→ TESTO FORNITO
In Italia la cultura fa schifo

par daniele pittèri
lunedì 29 ottobre 2012

Questa che segue non è una riflessione, né, probabilmente, un articolo giornalistico. È solo la prima rapida lista delle risposte ad una domanda molto semplice.

Perché in Italia la cultura è ridotta così male?

Perché è progressivamente scomparsa dalla vita quotidiana ed è rimasta confinata a lato di essa (nella scuola, dove comunque è vissuta dagli studenti come “obbligo”) o dietro di essa, nei musei, luoghi della memoria e del passato.

Perché la conservazione viene prima della valorizzazione.

Perché è vero che siamo un paese di vandali, ma non è nascondendo le cose che risolviamo il problema e smettiamo di esserlo.

Perché la cultura non è considerata una priorità dalla politica.

Perché è utilizzata dalla politica, in particolare a livello locale e municipale, come strumento di distrazione dai problemi economici e sociali o come leva di propaganda e di reputazione personale.

Perché si ripete a pie’ sospinto che in Italia c’è più della metà del patrimonio culturale mondiale, quando ce ne è sì e no il 5% (47 siti sui 936 tutelati dall’Unesco).

Perché “con la cultura non si mangia”, anche se in Europa (noi compresi) la cultura impatta sul Pil per il 3,3%, occupando 6,7 milioni di persone, quasi quanto il settore automobilistico

Perché la cultura non rientra nell’agenda del governo Monti, ma se non vi rientrasse il settore automobilistico lo trascinerebbero fuori da Palazzo Chigi in camicia di forza.

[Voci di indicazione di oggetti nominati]
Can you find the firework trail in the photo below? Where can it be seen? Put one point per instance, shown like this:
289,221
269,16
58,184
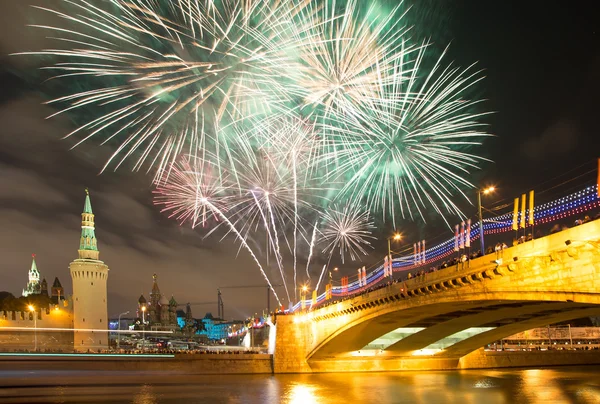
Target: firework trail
347,230
320,277
312,244
408,151
271,113
177,197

→ COMPITO BREVE A
Riscrivi in modo più conciso il paragrafo del testo sulla cultura in Italia che comincia con “Perché si ripete a pie’ sospinto”, conservandone i fatti principali.
→ COMPITO BREVE B
Copia alla lettera il passo del testo sulla cultura in Italia partendo dalle parole "par daniele pittèri" e fermandoti dopo "e del passato.".

→ RISULTATO A
Perché si dice spesso che l’Italia possiede più di metà del patrimonio culturale mondiale, mentre ne ha circa il 5%: 47 siti sui 936 tutelati dall’Unesco.

→ RISULTATO B
par daniele pittèri
lunedì 29 ottobre 2012

Questa che segue non è una riflessione, né, probabilmente, un articolo giornalistico. È solo la prima rapida lista delle risposte ad una domanda molto semplice.

Perché in Italia la cultura è ridotta così male?

Perché è progressivamente scomparsa dalla vita quotidiana ed è rimasta confinata a lato di essa (nella scuola, dove comunque è vissuta dagli studenti come “obbligo”) o dietro di essa, nei musei, luoghi della memoria e del passato.